====== Given records

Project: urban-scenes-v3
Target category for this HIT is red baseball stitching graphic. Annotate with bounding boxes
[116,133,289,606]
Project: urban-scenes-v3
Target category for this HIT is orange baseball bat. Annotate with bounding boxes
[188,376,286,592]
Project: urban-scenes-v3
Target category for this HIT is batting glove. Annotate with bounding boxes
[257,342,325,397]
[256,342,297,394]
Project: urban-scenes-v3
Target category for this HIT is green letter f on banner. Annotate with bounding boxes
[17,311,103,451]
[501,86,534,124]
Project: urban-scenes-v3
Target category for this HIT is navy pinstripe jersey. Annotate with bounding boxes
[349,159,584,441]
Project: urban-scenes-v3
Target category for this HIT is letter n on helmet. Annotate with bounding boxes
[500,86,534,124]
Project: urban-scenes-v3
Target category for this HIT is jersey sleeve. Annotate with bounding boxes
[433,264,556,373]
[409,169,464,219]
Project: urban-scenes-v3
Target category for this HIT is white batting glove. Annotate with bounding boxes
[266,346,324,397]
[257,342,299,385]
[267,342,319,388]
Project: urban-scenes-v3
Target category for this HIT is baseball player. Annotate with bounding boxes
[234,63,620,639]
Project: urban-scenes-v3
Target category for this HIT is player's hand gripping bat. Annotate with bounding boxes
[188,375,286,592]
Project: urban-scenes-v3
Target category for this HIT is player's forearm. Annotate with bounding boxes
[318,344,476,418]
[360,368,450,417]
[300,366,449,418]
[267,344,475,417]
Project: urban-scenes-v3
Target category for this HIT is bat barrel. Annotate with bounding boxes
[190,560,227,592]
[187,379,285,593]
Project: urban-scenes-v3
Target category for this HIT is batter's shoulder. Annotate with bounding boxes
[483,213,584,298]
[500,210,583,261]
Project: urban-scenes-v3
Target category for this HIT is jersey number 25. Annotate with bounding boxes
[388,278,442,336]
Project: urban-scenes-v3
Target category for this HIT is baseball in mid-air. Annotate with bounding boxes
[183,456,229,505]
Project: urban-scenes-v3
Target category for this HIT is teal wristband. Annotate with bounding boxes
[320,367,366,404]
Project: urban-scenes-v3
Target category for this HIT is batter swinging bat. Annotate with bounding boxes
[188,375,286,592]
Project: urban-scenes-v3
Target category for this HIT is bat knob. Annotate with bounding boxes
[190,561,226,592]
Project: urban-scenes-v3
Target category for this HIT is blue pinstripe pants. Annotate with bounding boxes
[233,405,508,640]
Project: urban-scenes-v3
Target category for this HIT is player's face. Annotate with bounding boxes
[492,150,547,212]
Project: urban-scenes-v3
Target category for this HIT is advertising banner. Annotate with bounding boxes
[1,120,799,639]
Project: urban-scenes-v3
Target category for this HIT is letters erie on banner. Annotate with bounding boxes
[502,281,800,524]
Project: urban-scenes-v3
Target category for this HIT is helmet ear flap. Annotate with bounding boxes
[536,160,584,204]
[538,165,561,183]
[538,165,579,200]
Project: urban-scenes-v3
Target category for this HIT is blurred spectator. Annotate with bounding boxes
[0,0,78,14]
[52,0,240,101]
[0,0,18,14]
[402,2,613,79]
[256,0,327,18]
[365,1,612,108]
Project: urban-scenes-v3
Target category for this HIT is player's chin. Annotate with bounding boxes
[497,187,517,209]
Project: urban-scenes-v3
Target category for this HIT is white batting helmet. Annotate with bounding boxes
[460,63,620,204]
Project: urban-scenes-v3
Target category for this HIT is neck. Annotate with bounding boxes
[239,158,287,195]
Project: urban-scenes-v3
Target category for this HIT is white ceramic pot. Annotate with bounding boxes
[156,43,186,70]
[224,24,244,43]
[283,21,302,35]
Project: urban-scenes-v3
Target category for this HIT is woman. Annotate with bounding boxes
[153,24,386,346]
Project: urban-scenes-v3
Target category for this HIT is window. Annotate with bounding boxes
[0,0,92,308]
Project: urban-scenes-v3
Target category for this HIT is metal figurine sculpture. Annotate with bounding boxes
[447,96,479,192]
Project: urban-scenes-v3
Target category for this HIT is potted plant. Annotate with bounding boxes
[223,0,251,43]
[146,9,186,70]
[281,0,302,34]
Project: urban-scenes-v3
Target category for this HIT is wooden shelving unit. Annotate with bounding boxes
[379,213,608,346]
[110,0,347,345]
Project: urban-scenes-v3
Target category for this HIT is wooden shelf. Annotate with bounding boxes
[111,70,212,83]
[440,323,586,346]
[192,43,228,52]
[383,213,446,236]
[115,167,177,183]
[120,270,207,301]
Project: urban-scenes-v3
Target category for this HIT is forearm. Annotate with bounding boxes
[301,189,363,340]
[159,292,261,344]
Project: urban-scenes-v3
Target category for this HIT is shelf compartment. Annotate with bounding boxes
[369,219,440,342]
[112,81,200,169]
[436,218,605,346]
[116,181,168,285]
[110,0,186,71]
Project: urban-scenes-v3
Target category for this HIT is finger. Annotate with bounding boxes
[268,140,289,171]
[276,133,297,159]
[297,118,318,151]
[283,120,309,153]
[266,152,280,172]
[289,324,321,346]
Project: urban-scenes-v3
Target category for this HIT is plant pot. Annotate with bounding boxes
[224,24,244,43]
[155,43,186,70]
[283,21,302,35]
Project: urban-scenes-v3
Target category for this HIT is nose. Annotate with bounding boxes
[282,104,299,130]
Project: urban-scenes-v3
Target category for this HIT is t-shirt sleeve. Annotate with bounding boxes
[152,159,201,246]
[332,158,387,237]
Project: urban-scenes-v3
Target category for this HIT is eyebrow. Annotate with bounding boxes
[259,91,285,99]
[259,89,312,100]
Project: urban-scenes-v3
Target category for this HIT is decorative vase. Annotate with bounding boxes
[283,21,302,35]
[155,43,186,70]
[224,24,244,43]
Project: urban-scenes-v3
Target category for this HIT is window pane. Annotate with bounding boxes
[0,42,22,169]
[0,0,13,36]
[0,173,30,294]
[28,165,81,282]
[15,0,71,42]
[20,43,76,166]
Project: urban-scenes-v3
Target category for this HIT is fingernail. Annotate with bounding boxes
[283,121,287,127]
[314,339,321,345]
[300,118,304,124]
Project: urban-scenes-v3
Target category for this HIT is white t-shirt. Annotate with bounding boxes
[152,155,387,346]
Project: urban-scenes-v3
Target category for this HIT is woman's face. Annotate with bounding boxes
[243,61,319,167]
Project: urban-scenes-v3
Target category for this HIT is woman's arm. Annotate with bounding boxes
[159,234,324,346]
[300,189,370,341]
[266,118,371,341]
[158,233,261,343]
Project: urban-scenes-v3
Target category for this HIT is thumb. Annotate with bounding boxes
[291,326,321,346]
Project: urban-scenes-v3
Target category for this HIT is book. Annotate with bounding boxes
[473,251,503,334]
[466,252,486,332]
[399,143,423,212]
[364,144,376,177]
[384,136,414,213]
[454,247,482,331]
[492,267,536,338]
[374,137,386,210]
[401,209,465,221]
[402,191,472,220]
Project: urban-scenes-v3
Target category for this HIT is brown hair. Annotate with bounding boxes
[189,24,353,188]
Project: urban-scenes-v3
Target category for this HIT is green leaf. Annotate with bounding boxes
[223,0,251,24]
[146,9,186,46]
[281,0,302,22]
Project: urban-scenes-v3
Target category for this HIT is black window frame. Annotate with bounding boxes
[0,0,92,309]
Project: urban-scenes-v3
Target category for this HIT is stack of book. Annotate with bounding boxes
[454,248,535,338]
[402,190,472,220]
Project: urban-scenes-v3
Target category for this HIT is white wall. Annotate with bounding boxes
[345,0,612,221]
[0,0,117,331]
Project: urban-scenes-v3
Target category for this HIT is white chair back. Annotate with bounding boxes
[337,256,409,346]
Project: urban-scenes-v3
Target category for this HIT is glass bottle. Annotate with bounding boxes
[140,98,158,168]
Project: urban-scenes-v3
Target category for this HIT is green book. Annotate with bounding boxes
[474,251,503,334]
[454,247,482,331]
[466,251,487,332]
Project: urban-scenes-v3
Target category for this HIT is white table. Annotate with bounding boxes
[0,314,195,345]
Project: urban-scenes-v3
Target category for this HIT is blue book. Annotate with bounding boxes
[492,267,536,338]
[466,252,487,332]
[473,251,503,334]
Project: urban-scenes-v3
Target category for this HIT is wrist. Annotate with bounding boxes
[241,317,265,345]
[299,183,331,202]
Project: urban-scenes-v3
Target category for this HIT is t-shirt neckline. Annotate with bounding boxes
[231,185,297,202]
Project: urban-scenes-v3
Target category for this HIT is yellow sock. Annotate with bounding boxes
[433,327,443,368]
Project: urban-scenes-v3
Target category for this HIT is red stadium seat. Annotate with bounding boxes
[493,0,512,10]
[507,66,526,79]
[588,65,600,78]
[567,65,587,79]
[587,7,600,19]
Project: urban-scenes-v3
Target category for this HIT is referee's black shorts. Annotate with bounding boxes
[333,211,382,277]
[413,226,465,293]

============

What to produce: Only the lines from the one holding "Target category for this HIT is white table." to the end of the entries above belong in the answer, each copied exactly.

Answer to this problem:
Target category for this HIT is white table. Annotate with bounding boxes
[0,314,195,345]
Project: urban-scenes-v3
Target category for this HIT is blue book. Annotate with bounding boxes
[492,267,536,338]
[466,252,487,332]
[473,251,503,334]
Project: urban-scenes-v3
Target category for this HIT is wrist. Annotate with bounding boxes
[241,317,265,345]
[299,183,331,202]
Project: urban-scenes-v3
Target category for this HIT is t-shirt neckline. Annotate with bounding boxes
[231,185,297,202]
Project: urban-scenes-v3
Target category for this HIT is yellow sock. Annotate with bounding boxes
[433,327,443,368]
Project: urban-scenes-v3
Target category for this HIT is red stadium seat. Annotate with bounding boxes
[493,0,512,10]
[507,66,526,79]
[588,65,600,78]
[567,65,587,79]
[587,7,600,19]
Project: urban-scenes-v3
Target category for this HIT is referee's black shorts. Annotate with bounding boxes
[333,211,382,277]
[413,226,465,293]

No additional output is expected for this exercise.